_The exercise_:
Each entry below must be repeated word for word.

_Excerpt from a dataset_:

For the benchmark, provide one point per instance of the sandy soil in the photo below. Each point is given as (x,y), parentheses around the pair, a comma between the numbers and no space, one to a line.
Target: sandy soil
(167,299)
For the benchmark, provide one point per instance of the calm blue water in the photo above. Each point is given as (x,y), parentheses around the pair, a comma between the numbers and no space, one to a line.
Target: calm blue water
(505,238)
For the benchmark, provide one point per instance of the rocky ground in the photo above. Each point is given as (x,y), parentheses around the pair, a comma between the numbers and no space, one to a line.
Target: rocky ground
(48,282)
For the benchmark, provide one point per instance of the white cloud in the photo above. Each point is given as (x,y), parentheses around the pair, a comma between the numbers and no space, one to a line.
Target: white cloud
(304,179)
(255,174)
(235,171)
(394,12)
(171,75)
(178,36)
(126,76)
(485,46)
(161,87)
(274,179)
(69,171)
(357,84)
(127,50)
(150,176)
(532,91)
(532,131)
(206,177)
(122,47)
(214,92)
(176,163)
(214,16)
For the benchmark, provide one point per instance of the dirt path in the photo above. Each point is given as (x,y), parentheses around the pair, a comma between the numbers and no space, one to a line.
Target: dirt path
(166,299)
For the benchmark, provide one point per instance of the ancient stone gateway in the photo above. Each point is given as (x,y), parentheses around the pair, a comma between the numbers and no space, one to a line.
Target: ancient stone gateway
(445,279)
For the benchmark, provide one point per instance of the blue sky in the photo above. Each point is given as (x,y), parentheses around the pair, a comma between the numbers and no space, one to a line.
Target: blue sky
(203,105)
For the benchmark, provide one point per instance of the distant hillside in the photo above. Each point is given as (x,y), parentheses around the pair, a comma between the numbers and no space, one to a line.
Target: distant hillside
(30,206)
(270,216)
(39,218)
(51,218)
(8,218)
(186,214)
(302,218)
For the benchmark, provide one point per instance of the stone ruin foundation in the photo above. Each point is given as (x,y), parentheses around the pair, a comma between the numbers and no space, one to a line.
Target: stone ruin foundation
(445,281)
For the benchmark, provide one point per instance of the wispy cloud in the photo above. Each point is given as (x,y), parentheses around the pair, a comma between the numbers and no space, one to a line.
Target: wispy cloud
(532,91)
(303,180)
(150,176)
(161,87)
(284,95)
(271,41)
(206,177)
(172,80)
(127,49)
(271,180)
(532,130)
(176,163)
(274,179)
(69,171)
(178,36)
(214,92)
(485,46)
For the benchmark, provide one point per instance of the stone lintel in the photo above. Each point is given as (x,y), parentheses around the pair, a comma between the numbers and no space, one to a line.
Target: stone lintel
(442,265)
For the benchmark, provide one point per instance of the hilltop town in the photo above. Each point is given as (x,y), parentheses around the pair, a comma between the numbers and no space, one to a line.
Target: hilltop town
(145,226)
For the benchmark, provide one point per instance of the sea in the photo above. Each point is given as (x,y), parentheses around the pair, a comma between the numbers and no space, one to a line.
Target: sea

_Output for this task_:
For the benchmark, provide one point per instance of the sandy soil in the photo below. Each point is given as (x,y), parentheses around the pair, a comma between the numbers and no space, one to a line.
Target: sandy soil
(167,299)
For the benchmark, provide one point per instance of the calm blue water in the photo above. Each point is given as (x,y), parentheses around the pair, a comma between the numbers and no space, one to a line.
Target: calm blue water
(505,238)
For the benchmark, provide one point per instance of the rocky ground in the photo above. Each point is given as (x,y), parentheses around the pair, a comma between the numbers and no space, one to a line.
Target: rocky ground
(48,282)
For the benchmark, provide one point per instance of the white cloud in the photo above. Each point is given as (x,y), parentheses around the pair, a comma between the numbers and no space, one to a line.
Target: white cloud
(304,179)
(255,174)
(235,171)
(394,12)
(171,75)
(178,36)
(126,76)
(485,46)
(161,87)
(274,179)
(69,171)
(357,84)
(127,50)
(150,176)
(532,91)
(532,131)
(206,177)
(122,47)
(214,92)
(176,163)
(214,16)
For the benchmark, provide one point per instance of the dirt path in the photo above. Each point is given as (x,y), parentheses around the pair, a comma between the numbers and no space, one to a line.
Target: dirt path
(166,299)
For the benchmark, provide one point per instance of the ancient stone gateway in the photo above. Each point is given as (x,y), parentheses around the pair, a comma between the numbers and no space, one to a line.
Target: ancient stone gateway
(445,279)
For the benchmark, provide one point per instance of the blue sky in the photo above. Each point is given as (x,y), parentheses around the pair, a comma between the numbers and no space, one to a line.
Target: blue sky
(203,105)
For the benchmark, provide one point per instance of the distant hillside in the photo above. Each point is given as (x,y), parentheses around the pair, a comma between the numbers and no space, one to a line.
Target: distant hillside
(30,206)
(270,216)
(39,218)
(51,218)
(8,218)
(186,214)
(302,218)
For the benchmark, provide one point per instance of the stone ruin foundation in the photo above. Each point is given as (x,y), parentheses around the pair, a comma between the numbers and no space, one to a line.
Target: stone ruin foundation
(445,281)
For the benchmark, provide one point per instance of the wispy cloud in the photo above. Each point is given as (x,y), parentheses around the pair, a comma between the numbers and no space, one to a line.
Target: wispy cloud
(532,91)
(303,180)
(150,176)
(161,87)
(284,95)
(271,41)
(206,177)
(172,80)
(127,49)
(271,180)
(532,130)
(176,163)
(274,179)
(69,171)
(178,36)
(214,92)
(485,46)
For the benchmark, provide one point per instance of the stone lintel in the photo above. Each point is given as (x,y), parentheses around the pair, a comma between the numbers and no space, one to a line.
Target: stone lintel
(442,265)
For the benchmark, provide one point per instance of the hilltop town in the photo above. Each point is given as (x,y), parentheses around the pair, a comma between the numbers and no space, one to a line.
Target: hilltop town
(145,226)
For the benchmark, provide one point per instance of the sea in the photo above. Each point is given as (x,y), parentheses around the pair, a comma between the numbers and no space, one to a line.
Target: sea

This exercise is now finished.